_READING TEXT_
start
Spread over 20 panchayats, Bedo is dominated by the Munda and Oraon tribes. Khaksitoli, a small village situated around 35km from Ranchi, to which Simon belongs, is home to the Oraon tribe. People here depended on their small landholdings and the nearby forests for a living. The area receives a moderate rainfall of 1,370mm annually on an average, mostly during the monsoon months, from June to September. Water scarcity causes the soil to dry out during the rest of the year, leading to soil erosion. Agriculture gets affected, shoving the community into utter poverty, which in turn led people to depend on fuelwood selling as the lone option for a living. Local contractors colluded and carried out illegal fuelwood extraction and carted timber out of the area leading to massive forest degradation. As a result, the small streams of the area dried up leading to an increased incidence of droughts.

Simon has done commendable development work in the area like road making and construction of water harvesting structures apart from playing a significant role in the regeneration of the forest in the area.
end
_REQUESTS_
• a. Do these statements agree with the passage on Bedo? Answer yes or no for each, quoting the words from the passage that decide it.
(i) Khaksitoli lies roughly 35km from Ranchi.
(ii) Most of the area's rain falls between October and May.
(iii) The Santhal tribe dominates Bedo.
• b. Can you pull out the part of the passage on Bedo from "Simon has done" to "in the area.", word for word?
You won't need the data that comes next.

_LISTED ENTRIES_
start
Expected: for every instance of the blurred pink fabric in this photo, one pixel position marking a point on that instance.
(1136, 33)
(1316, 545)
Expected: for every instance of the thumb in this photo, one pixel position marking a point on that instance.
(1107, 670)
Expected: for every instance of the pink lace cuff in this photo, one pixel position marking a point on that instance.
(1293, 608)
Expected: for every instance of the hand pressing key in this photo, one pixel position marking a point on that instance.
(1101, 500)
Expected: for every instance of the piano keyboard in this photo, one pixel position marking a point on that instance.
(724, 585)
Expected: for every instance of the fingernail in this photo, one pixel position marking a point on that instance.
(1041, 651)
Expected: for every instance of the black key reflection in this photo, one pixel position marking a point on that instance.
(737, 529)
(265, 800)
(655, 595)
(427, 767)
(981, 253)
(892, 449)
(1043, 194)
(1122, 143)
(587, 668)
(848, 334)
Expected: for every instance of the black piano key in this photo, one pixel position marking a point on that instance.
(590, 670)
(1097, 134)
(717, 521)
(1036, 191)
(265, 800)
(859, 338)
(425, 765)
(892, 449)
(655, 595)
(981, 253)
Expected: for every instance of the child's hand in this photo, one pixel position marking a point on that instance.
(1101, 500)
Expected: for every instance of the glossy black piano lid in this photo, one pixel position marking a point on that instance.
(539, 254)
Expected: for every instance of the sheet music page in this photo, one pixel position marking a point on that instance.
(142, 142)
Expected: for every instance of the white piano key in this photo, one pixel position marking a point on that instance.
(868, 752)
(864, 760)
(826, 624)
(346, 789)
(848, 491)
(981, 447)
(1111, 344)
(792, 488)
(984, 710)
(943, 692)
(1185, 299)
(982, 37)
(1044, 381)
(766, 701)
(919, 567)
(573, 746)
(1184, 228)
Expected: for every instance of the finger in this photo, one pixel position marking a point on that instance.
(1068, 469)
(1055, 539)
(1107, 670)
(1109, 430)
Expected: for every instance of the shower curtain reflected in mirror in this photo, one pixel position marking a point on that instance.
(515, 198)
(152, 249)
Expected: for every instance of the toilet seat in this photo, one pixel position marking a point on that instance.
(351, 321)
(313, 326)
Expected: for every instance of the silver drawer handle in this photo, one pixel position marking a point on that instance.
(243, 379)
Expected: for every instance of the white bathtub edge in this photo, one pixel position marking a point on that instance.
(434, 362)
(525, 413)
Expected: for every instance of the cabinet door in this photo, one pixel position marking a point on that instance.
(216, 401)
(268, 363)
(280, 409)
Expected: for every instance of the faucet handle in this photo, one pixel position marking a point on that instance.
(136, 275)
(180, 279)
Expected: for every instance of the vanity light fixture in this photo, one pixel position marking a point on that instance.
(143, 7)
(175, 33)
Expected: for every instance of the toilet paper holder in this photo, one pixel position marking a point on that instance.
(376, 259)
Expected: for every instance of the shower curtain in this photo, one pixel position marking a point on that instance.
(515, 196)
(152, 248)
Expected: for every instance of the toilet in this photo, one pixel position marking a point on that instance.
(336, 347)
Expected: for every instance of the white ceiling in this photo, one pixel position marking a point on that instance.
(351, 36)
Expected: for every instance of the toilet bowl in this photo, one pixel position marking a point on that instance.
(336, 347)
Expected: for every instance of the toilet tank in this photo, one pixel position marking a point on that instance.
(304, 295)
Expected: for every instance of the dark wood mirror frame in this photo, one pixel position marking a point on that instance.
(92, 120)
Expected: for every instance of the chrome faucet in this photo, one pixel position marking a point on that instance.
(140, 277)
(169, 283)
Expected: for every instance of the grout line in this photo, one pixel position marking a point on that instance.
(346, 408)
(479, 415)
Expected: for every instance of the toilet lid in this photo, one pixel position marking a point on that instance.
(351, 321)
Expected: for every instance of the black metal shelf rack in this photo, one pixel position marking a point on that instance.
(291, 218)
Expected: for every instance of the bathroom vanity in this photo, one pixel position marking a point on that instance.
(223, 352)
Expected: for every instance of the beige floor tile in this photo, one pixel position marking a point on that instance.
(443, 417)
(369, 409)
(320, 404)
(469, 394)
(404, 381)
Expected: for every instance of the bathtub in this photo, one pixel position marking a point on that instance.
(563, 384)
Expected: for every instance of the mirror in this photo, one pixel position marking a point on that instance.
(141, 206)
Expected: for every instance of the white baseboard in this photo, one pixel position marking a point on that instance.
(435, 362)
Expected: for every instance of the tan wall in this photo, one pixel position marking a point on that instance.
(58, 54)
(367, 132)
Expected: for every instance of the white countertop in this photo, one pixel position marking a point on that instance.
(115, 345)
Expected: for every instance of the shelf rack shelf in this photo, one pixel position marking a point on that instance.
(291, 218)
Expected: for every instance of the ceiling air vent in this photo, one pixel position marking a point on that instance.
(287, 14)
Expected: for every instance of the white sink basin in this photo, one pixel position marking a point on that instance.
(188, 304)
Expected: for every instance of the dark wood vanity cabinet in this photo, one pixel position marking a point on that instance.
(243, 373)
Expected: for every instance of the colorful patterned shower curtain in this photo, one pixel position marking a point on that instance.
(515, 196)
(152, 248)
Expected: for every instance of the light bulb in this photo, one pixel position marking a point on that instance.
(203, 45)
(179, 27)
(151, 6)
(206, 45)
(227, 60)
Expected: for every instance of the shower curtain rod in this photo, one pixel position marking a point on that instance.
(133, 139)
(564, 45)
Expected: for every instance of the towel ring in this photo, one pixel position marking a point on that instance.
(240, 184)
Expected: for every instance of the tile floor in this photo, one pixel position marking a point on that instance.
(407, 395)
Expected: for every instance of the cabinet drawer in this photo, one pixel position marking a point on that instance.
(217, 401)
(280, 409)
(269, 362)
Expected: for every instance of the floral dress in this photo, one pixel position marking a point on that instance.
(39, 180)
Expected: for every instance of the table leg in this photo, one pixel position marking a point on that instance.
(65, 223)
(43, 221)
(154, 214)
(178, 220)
end
_TASK SOLUTIONS_
• a.
(i) Yes: "a small village situated around 35km from Ranchi"
(ii) No: "mostly during the monsoon months, from June to September"
(iii) No: "Bedo is dominated by the Munda and Oraon tribes"

• b.
Simon has done commendable development work in the area like road making and construction of water harvesting structures apart from playing a significant role in the regeneration of the forest in the area.